# Start of TEXT
From: r l reid [mailto:ro (at) panix(dot)com] wrote:

>Paul Gifford's extensive book "The Hammered Dulcimer" (Scarecrow
Press, 2001)
>makes scant mention of the "chang" of Uzbekistan and Tajikistan- I
beleive 
>that's the rough area  Bukhara is found in.  

>Apparently there was a pre-Soviet version and a Soviet version.
Assuming
>you have the Soviet version, they were standardized into 4 sizes and
>"incorporated in 1938 into a state orchestra for playing Western
pieces".

>Tsimbls, cymbali, etc are notorious for thier lack of uniformity in
>design, construction, and tuning.  Apparentl the chang is no
exception.
>Gifford  quotes 4 different sources with 4 different setups, and none
of them
>have any indication of tuning.
# End of TEXT
# Start of ENTRIES SHOWN
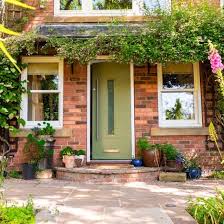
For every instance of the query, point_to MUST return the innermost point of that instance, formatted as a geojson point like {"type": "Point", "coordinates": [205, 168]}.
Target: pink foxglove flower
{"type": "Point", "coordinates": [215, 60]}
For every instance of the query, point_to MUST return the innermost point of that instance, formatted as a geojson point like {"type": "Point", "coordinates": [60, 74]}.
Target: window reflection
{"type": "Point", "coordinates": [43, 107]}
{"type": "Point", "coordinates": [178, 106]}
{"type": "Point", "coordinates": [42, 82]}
# End of ENTRIES SHOWN
# Start of ENTRIES SHOWN
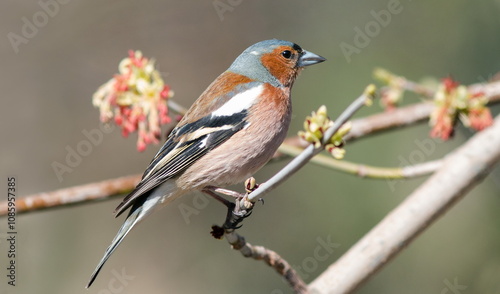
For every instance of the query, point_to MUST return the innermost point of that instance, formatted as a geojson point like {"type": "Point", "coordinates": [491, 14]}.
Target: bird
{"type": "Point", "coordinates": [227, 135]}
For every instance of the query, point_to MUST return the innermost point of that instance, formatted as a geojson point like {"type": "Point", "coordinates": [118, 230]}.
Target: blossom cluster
# End of ENTRIES SHOWN
# Start of ENTRIES SHOWN
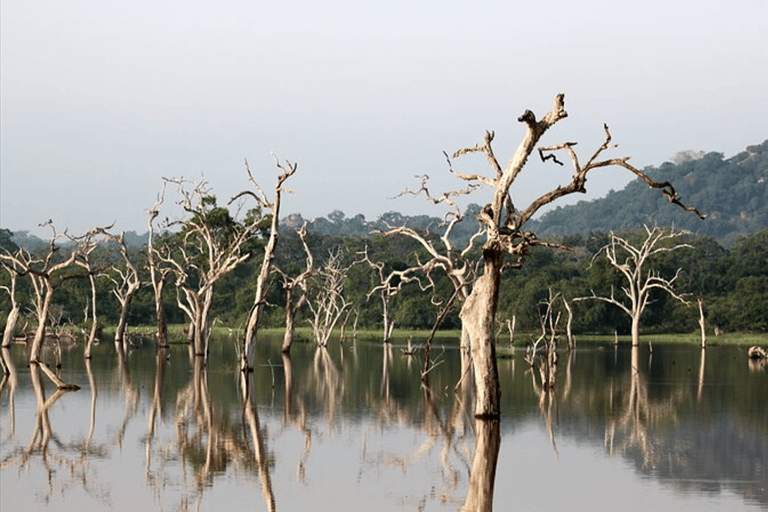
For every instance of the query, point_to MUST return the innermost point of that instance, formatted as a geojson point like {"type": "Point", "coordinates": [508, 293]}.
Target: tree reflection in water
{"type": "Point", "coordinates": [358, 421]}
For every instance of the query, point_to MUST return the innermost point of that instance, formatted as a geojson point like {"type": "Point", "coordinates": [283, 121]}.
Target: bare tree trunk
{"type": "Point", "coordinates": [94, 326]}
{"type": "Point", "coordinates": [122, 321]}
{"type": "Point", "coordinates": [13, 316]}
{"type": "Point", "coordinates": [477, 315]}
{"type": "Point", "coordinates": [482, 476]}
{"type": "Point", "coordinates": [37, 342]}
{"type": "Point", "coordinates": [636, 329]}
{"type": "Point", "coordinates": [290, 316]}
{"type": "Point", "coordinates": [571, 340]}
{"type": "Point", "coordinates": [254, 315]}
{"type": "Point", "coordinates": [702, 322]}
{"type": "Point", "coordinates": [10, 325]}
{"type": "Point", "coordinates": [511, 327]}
# End of ENTRIES SHOWN
EXERCISE TASKS:
(a) Answer these questions about the dulcimer message:
(i) Which press published Paul Gifford's "The Hammered Dulcimer," and in what year?
(ii) Into how many sizes was the Soviet version of the chang standardized?
(iii) How many sources does Gifford quote for the chang's setup?
(b) Print everything in the dulcimer message from "From: r l reid" down to "is found in.".

ANSWERS FOR THE EXERCISE:
(a)
(i) Scarecrow Press, 2001.
(ii) Four sizes.
(iii) Four sources, each with a different setup.

(b)
From: r l reid [mailto:ro (at) panix(dot)com] wrote:

>Paul Gifford's extensive book "The Hammered Dulcimer" (Scarecrow
Press, 2001)
>makes scant mention of the "chang" of Uzbekistan and Tajikistan- I
beleive 
>that's the rough area  Bukhara is found in.